> [PAGE TEXT]:
BEGIN
Heat Above 68°F Is Associated With Fewer Male Births

To investigate this, we drew on 5 million birth records from the Demographic and Health Surveys Program, combined with high-resolution environmental data, to study temperature impacts across sub-Saharan Africa and India. What we found is that when temperatures during pregnancy exceed 68°F (20°C), fewer boys are born than we would otherwise expect.

Why would heat affect male births specifically? An established evolutionary idea, the Trivers-Willard hypothesis, offers one explanation. Men have higher mortality rates than women throughout the life-course, meaning a weak male pregnancy is less likely to result in an offspring who goes on to reproduce. The theory predicts that in stressful environments, frail male pregnancies are more likely to be lost, freeing up resources for a stronger pregnancy. Our findings are consistent with that: Heat appears to act as one such stressor, shaping the sex composition of populations.

In sub-Saharan Africa, the mothers most affected are those with little or no formal education, those living in rural areas, and those experiencing their fourth or later births.

Heat’s Effect Depends on Social Context

But biology isn’t the whole story. One of our more surprising findings is what we observed in India, where the pattern looks quite different from sub-Saharan Africa.

In India, male birth reductions are most pronounced for older mothers, mothers with several children already, and—crucially—mothers in northern states with strong son-preference norms who do not yet have a son. These are precisely the groups most likely to pursue sex-selective abortion under normal circumstances. This suggests that, in India, extreme heat may actually be changing the sex ratio at birth by reducing sex-selective abortions.

The comparison with sub-Saharan Africa, where sex-selective abortion is not a significant factor, helps isolate this behavioral dimension. The figure below visualizes how both a biological health mechanism (pregnancy loss) and a socio-behavioral mechanism (sex-selective abortion) may impact the sex ratio at birth.

Figure. The Link Between Temperature and Sex Ratios at Birth

Source: Jasmin Abdel Ghany et al., “Temperature and Sex Ratios at Birth,” Proceedings of the National Academy of Sciences 123, no. 8 (2026): e2422625123.
END
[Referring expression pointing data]
BEGIN
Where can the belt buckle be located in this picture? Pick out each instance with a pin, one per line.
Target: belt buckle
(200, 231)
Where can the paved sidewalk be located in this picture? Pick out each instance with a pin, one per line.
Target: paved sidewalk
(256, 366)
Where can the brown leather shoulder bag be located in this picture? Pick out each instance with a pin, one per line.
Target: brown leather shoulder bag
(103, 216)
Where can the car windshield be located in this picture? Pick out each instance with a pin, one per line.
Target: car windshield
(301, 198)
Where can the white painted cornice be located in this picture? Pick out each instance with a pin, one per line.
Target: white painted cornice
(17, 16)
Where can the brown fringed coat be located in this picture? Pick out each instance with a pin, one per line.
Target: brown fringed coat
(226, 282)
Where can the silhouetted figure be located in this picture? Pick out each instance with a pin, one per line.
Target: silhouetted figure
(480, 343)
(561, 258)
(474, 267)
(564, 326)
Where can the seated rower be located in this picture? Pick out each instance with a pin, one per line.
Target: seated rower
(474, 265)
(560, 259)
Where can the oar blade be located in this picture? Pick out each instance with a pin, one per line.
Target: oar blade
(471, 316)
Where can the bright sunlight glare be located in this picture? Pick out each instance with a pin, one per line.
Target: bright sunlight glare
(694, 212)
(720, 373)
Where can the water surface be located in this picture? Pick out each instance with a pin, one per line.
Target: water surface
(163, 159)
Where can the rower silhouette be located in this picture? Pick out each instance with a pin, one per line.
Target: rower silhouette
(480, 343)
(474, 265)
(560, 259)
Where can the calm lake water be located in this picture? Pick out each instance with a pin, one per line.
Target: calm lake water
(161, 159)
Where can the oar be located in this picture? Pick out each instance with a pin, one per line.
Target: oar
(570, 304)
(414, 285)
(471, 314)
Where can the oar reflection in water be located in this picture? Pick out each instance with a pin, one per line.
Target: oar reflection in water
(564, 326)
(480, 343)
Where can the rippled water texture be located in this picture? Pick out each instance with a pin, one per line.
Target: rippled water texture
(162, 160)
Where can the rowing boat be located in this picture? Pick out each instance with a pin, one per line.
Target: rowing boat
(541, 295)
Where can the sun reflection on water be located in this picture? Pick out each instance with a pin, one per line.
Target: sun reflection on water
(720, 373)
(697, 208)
END
> [EXERCISE]: In the article on heat and male births above, copy word for word the passage from "In India, male" up to and including "reducing sex-selective abortions.".

> [SOLUTION TO THE EXERCISE]:
In India, male birth reductions are most pronounced for older mothers, mothers with several children already, and—crucially—mothers in northern states with strong son-preference norms who do not yet have a son. These are precisely the groups most likely to pursue sex-selective abortion under normal circumstances. This suggests that, in India, extreme heat may actually be changing the sex ratio at birth by reducing sex-selective abortions.